Task instructions: Please retype the records below exactly, leaving out any pictures.

Spatial localization data:
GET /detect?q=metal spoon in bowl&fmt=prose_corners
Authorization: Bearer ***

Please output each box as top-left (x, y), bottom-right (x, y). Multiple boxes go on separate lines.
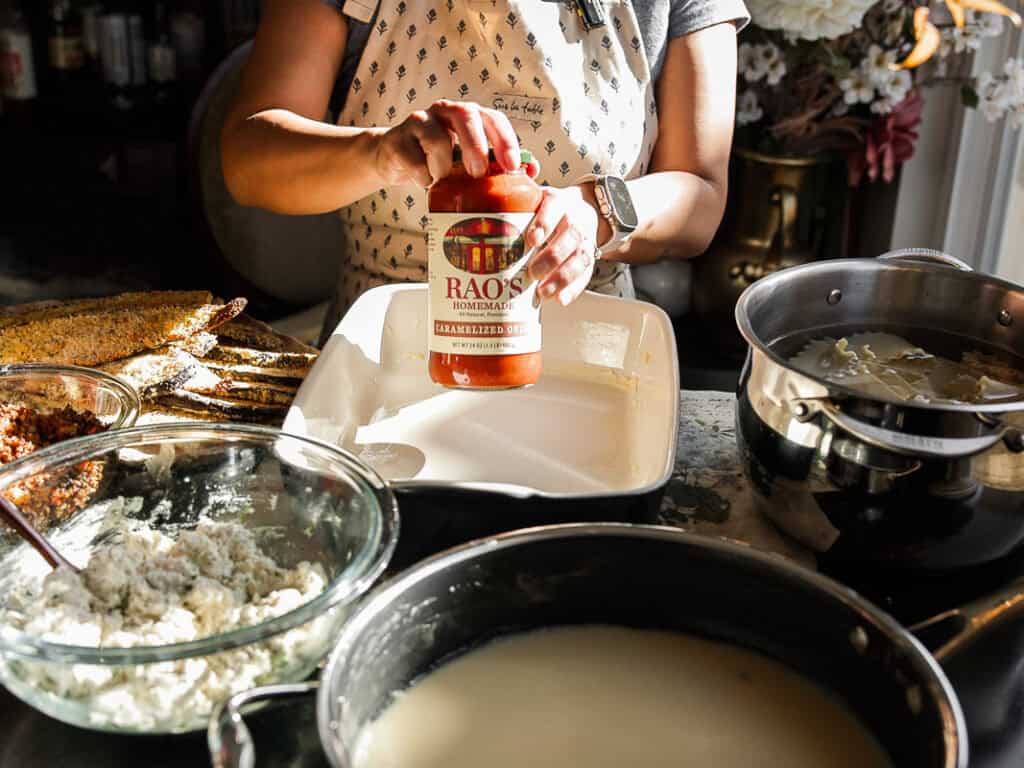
top-left (0, 496), bottom-right (79, 573)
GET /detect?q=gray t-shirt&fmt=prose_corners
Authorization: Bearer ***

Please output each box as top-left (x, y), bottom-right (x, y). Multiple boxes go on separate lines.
top-left (325, 0), bottom-right (749, 115)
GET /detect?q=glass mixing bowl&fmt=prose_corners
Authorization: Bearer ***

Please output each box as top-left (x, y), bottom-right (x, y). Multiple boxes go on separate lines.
top-left (0, 363), bottom-right (141, 430)
top-left (0, 424), bottom-right (398, 734)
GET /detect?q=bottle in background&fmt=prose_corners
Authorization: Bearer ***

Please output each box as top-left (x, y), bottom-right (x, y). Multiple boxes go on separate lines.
top-left (126, 0), bottom-right (144, 93)
top-left (80, 2), bottom-right (103, 74)
top-left (170, 2), bottom-right (205, 84)
top-left (98, 5), bottom-right (132, 109)
top-left (147, 0), bottom-right (176, 104)
top-left (48, 0), bottom-right (86, 83)
top-left (0, 0), bottom-right (37, 104)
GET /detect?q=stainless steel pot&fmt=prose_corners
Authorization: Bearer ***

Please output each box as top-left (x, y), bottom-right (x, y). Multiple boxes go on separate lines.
top-left (208, 524), bottom-right (967, 768)
top-left (735, 250), bottom-right (1024, 567)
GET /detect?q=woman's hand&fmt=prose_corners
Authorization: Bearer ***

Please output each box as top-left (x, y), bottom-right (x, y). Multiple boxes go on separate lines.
top-left (523, 185), bottom-right (601, 306)
top-left (373, 99), bottom-right (527, 187)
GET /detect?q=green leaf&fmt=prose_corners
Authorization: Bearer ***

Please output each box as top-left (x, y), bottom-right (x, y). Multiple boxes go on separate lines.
top-left (961, 84), bottom-right (980, 109)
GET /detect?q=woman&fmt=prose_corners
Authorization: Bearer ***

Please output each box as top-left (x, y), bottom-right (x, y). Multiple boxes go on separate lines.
top-left (221, 0), bottom-right (748, 335)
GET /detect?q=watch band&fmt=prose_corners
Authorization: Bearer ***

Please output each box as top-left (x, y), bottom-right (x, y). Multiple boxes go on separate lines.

Solution for this exercise:
GET /detect?q=metal spoon in bowl&fmt=prose_corners
Authorization: Bearer ***

Please output each box as top-left (x, y), bottom-right (x, y). Multiple boxes go on separate lines.
top-left (0, 496), bottom-right (79, 573)
GET /detect?q=gray t-shirt&fmt=prose_corners
Authorization: Bearer ***

Please output each box as top-left (x, y), bottom-right (x, y). Multiple boxes go on separate lines.
top-left (325, 0), bottom-right (749, 115)
GET /detect?q=glass mixing bowl&fmt=prose_corners
Authorization: Bearer ***

Please output each box as top-left (x, y), bottom-right (x, y). Multiple boxes go on separate lines.
top-left (0, 363), bottom-right (141, 430)
top-left (0, 424), bottom-right (398, 734)
GET /detect?q=bottle in background&fmt=prose_corners
Authorization: Bearer ***

Please output each box as top-left (x, y), bottom-right (x, y). Multiple boxes go on separate lines.
top-left (126, 0), bottom-right (144, 93)
top-left (80, 2), bottom-right (103, 74)
top-left (170, 2), bottom-right (205, 84)
top-left (98, 5), bottom-right (132, 109)
top-left (147, 0), bottom-right (176, 104)
top-left (48, 0), bottom-right (86, 83)
top-left (0, 0), bottom-right (37, 104)
GET /detect?q=stainless steel pot&fmt=prose_corners
Authorization: Bearer ***

Please output each box as top-left (x, y), bottom-right (x, y). Multiple boxes go on separate lines.
top-left (208, 524), bottom-right (967, 768)
top-left (735, 250), bottom-right (1024, 567)
GET /detect?q=woman's hand&fmt=prose_corners
Authorization: Bearer ***

Please output each box as top-left (x, y), bottom-right (x, y). Multiple boxes go on separate lines.
top-left (523, 185), bottom-right (601, 306)
top-left (373, 99), bottom-right (527, 187)
GET /detect?q=green leaf&fmt=prose_corners
Authorization: Bearer ***

Please output each box as top-left (x, y), bottom-right (x, y). Multiple boxes go on separate lines.
top-left (961, 84), bottom-right (980, 109)
GET /detect?q=woman&fmt=prose_corners
Authorization: Bearer ***

Please output each box as top-left (x, y), bottom-right (x, y). Multiple boxes go on separate lines.
top-left (221, 0), bottom-right (748, 335)
GET /detect?q=watch band&fmt=prose_corners
Authorization: Bearer ***

Please output each box as top-left (x, y), bottom-right (x, y). Multiple boxes go on separate lines.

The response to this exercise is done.